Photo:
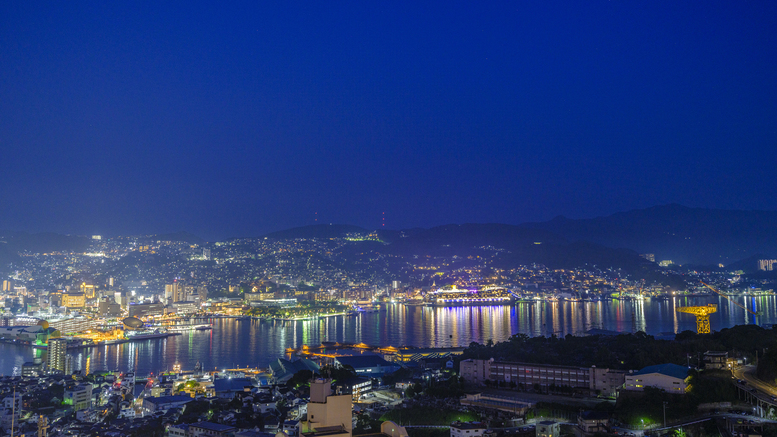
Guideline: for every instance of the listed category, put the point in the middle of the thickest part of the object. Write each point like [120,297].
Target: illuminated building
[328,414]
[766,264]
[56,360]
[80,396]
[73,300]
[175,292]
[590,379]
[669,377]
[146,309]
[87,290]
[74,324]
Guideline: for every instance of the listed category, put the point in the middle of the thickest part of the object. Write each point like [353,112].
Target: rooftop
[673,370]
[210,426]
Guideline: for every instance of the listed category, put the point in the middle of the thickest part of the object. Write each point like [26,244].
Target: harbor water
[240,343]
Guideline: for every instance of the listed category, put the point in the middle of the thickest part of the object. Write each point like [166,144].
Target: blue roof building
[668,377]
[371,366]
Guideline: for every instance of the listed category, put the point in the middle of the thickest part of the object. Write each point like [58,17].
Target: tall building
[88,290]
[175,292]
[328,414]
[56,361]
[766,264]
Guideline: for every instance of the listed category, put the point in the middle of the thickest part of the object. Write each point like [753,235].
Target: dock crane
[702,314]
[730,299]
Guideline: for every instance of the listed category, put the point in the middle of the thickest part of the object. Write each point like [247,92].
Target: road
[747,373]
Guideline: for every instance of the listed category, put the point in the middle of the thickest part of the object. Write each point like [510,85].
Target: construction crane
[702,314]
[730,299]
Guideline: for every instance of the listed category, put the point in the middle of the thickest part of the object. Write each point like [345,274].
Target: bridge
[756,392]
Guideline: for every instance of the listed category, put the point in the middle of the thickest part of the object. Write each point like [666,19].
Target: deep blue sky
[235,120]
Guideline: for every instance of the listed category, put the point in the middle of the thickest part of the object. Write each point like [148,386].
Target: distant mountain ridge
[697,236]
[678,233]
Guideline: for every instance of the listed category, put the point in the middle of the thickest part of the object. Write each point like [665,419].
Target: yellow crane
[702,314]
[729,299]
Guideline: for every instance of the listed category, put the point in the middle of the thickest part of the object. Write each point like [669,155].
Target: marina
[255,343]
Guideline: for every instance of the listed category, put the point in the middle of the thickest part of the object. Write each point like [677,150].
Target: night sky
[232,120]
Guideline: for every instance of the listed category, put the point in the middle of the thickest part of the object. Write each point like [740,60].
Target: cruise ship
[453,296]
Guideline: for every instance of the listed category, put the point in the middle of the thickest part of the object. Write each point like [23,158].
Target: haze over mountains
[685,235]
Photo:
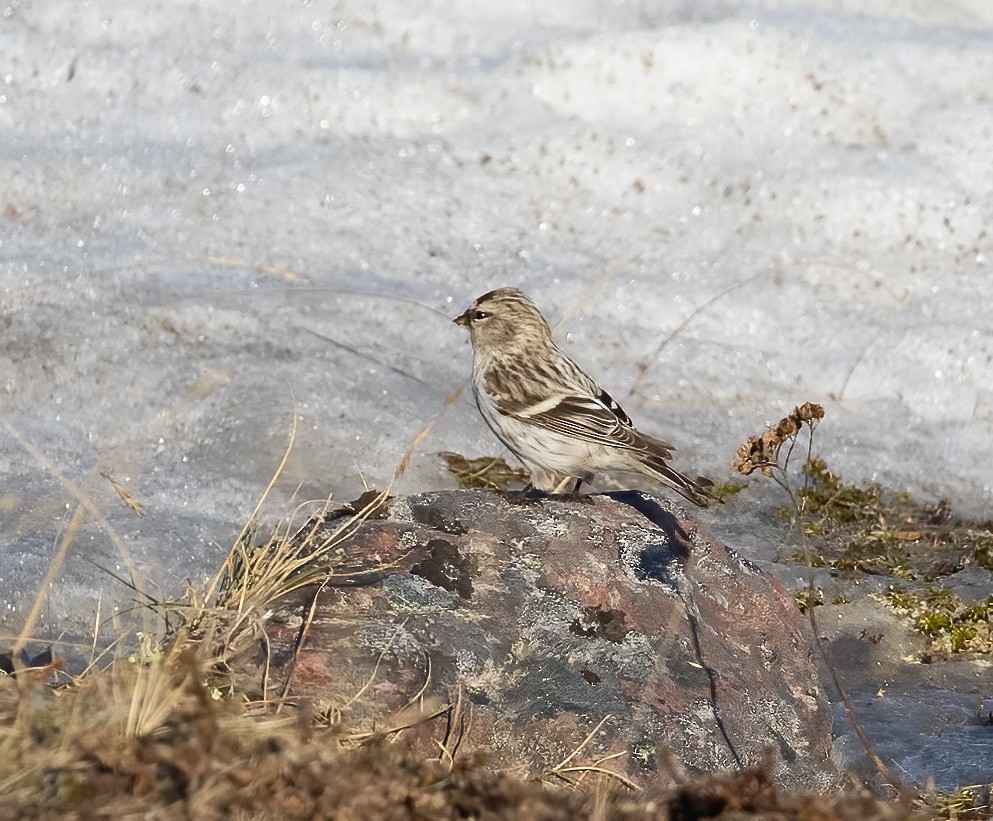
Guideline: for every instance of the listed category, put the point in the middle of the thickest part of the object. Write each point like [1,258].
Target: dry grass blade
[125,494]
[587,296]
[155,694]
[68,537]
[563,771]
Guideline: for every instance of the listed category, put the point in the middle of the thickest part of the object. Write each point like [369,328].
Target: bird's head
[502,319]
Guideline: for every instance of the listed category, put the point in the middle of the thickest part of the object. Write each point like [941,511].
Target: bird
[549,412]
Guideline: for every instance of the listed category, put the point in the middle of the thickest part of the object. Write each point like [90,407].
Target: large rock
[538,621]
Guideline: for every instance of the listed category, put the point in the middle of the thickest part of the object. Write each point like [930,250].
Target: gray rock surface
[541,620]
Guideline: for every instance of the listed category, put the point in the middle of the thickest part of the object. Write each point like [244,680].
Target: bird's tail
[699,490]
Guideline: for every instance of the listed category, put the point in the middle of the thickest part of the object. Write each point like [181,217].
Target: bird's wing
[574,405]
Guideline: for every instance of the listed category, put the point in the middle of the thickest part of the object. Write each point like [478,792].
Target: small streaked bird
[548,411]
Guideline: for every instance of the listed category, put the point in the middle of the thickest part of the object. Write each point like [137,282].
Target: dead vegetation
[169,731]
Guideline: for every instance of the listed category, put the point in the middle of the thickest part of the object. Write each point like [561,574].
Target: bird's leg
[528,495]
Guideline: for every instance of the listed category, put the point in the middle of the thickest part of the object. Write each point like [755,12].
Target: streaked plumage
[548,411]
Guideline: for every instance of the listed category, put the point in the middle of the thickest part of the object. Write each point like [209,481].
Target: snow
[215,214]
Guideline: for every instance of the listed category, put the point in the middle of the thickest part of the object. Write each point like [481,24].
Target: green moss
[952,626]
[807,598]
[824,495]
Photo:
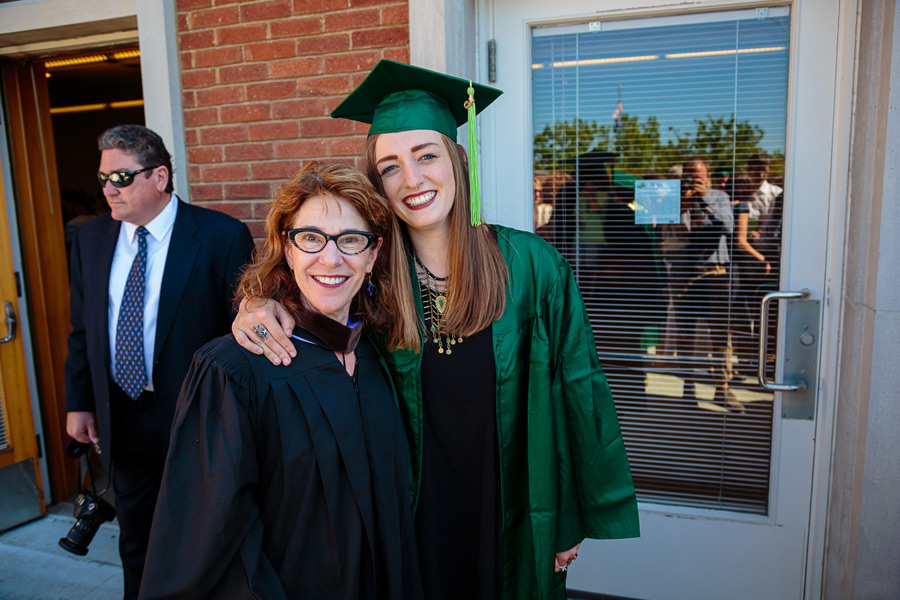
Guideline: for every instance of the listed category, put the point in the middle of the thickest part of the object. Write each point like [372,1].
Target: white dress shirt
[160,234]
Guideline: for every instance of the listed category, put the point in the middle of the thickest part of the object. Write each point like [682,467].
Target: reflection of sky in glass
[750,83]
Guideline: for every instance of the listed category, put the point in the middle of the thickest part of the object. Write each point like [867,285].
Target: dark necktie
[131,372]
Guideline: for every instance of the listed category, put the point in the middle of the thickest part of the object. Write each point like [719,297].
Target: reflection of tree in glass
[640,147]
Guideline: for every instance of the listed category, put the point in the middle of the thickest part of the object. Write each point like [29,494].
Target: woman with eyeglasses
[294,482]
[513,436]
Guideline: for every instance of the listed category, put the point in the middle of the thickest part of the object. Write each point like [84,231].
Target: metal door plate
[801,350]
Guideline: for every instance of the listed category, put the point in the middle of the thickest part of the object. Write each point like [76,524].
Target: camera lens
[90,512]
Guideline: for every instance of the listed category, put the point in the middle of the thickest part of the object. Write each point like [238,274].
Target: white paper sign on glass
[657,201]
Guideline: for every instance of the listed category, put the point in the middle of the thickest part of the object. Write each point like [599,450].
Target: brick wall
[259,78]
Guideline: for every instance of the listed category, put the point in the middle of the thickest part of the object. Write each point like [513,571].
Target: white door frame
[507,198]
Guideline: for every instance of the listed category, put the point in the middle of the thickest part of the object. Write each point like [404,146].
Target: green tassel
[474,187]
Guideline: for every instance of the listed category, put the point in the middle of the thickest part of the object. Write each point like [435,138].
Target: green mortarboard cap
[400,97]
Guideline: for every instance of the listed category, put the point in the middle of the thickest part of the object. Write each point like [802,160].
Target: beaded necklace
[433,290]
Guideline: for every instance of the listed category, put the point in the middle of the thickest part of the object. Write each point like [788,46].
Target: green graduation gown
[564,474]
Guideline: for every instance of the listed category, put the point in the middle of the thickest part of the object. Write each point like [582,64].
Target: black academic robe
[284,482]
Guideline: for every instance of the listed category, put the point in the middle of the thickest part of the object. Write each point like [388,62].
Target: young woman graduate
[515,444]
[293,482]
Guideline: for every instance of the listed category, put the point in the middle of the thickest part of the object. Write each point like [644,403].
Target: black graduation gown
[280,483]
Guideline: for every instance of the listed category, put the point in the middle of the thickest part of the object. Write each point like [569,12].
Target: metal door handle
[10,324]
[763,335]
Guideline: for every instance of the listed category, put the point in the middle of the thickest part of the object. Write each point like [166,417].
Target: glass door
[663,161]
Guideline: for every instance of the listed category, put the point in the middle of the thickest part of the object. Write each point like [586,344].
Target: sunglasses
[312,241]
[121,179]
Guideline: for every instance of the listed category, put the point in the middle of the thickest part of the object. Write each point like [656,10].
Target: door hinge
[492,61]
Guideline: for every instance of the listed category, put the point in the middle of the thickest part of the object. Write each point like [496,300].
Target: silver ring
[260,331]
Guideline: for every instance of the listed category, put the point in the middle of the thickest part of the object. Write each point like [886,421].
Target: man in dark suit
[151,282]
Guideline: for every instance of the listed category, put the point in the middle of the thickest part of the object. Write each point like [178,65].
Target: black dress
[458,521]
[284,482]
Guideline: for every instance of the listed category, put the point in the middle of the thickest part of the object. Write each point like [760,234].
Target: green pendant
[440,303]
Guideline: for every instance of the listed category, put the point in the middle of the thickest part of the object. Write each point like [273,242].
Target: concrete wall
[862,551]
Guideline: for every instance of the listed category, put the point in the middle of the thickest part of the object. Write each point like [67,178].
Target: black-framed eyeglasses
[121,179]
[312,241]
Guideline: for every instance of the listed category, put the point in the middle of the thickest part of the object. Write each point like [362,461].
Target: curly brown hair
[269,276]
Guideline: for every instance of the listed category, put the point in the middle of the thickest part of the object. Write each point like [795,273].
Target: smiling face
[417,177]
[141,201]
[329,280]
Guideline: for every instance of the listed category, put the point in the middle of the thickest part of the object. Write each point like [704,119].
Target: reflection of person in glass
[543,210]
[516,449]
[762,203]
[294,482]
[701,300]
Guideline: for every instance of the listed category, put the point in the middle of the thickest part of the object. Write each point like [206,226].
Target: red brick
[269,50]
[184,5]
[396,14]
[384,36]
[205,155]
[284,169]
[324,86]
[249,191]
[273,90]
[238,210]
[257,230]
[239,73]
[353,62]
[198,78]
[212,191]
[217,56]
[228,134]
[296,27]
[325,127]
[398,54]
[295,67]
[323,44]
[221,95]
[215,17]
[266,11]
[354,146]
[243,113]
[248,152]
[352,19]
[191,40]
[224,173]
[201,116]
[300,149]
[285,130]
[306,6]
[261,209]
[308,107]
[241,34]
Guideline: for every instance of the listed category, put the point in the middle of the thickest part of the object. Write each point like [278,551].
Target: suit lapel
[96,283]
[183,249]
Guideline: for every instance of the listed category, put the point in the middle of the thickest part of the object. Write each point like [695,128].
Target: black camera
[90,510]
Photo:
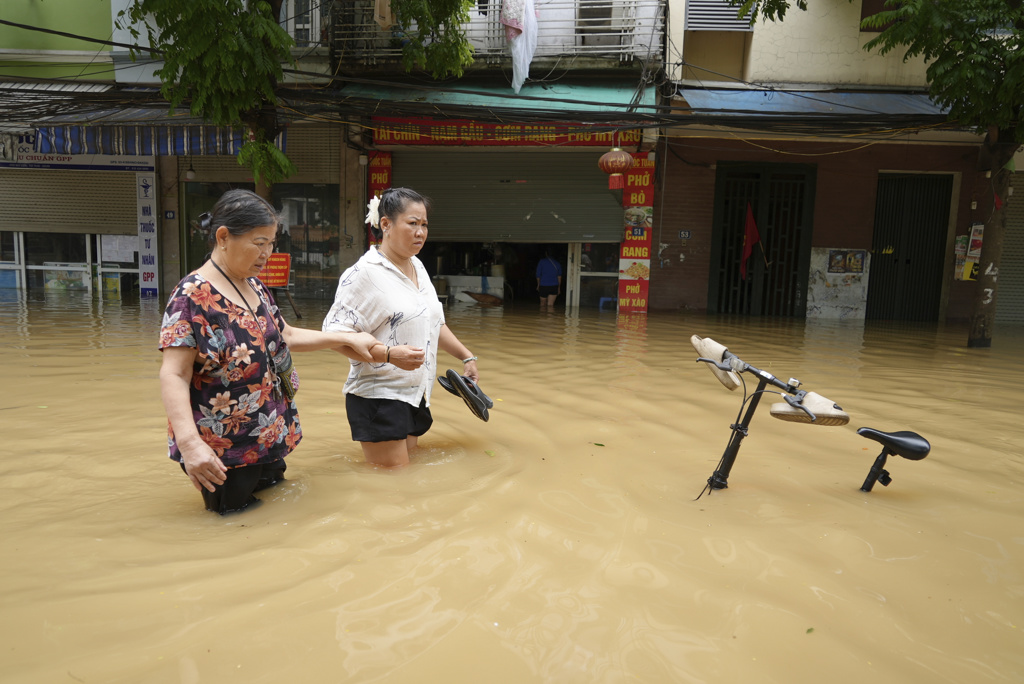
******************************
Return each line in the records above that contains the word "rock". Uppercase and lowercase count as different.

Target: large rock
Target: gray rock surface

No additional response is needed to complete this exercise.